--- Begin ---
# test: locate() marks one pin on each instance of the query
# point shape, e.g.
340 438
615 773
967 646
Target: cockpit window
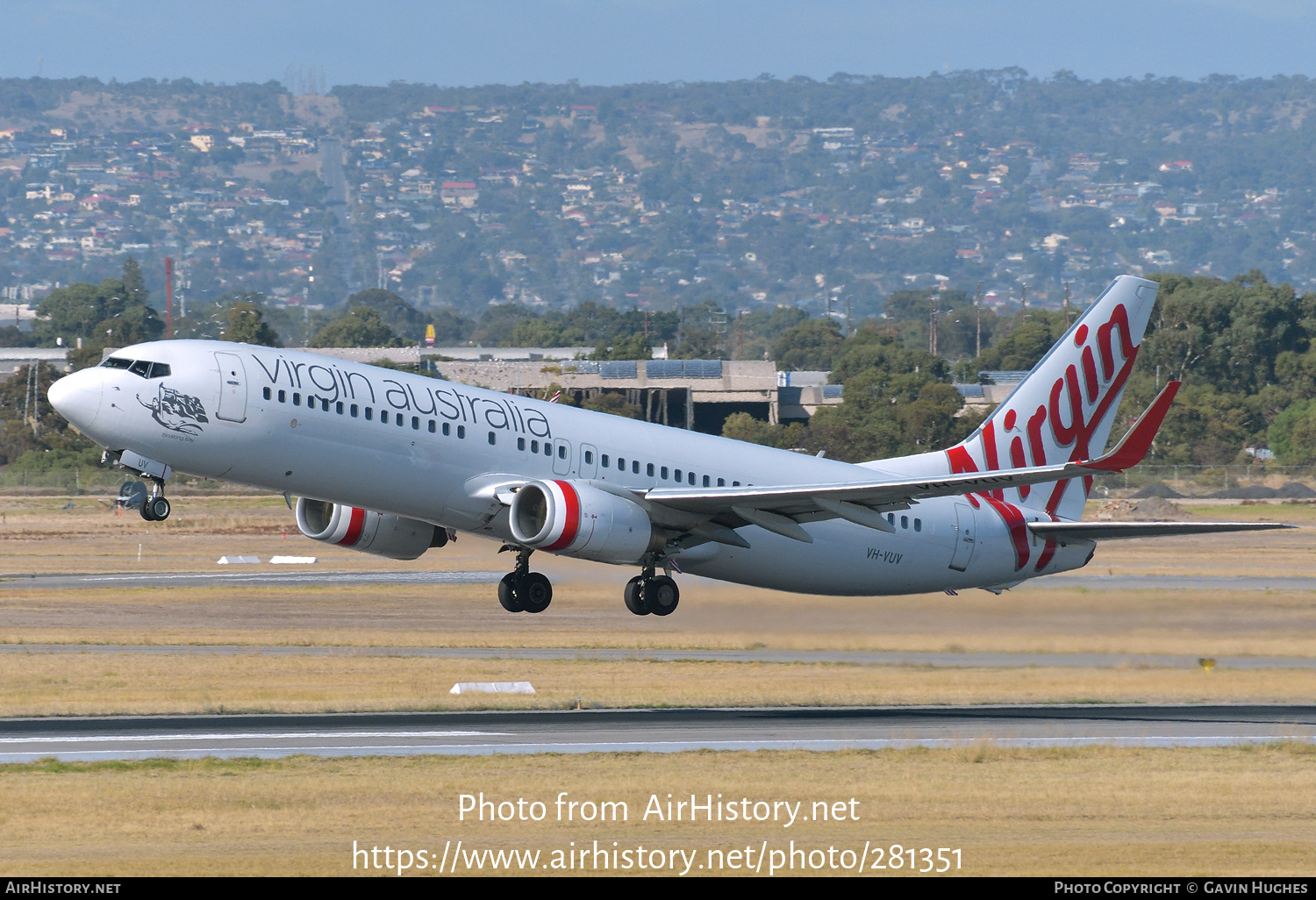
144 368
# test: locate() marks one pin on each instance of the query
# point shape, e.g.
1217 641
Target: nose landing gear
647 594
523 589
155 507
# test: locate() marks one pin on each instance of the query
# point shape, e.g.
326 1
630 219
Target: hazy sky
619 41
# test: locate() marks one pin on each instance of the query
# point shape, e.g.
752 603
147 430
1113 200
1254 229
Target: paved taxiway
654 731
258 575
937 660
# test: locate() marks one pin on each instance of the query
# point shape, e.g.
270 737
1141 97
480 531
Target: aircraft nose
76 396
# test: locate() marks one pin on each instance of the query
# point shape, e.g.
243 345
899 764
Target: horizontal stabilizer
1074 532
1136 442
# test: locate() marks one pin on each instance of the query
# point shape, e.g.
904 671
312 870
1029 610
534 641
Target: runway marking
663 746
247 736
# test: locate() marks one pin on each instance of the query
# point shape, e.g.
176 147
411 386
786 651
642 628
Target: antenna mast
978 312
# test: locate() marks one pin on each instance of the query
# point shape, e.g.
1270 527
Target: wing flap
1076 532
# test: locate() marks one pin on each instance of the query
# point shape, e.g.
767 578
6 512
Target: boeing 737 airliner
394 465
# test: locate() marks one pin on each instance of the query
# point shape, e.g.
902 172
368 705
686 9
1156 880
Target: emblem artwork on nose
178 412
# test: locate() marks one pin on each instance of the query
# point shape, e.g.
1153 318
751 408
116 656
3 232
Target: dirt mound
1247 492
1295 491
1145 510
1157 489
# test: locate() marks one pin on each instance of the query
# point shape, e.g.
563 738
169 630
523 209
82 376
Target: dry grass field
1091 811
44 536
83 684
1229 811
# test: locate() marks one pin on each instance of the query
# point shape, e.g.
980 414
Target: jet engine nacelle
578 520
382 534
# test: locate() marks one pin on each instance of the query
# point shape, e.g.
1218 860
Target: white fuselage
--- End ---
▶ _Task statement_
How many lines in the rows above contain the word "nose"? Reply with the number alone.

▶ _Solution to this task_
3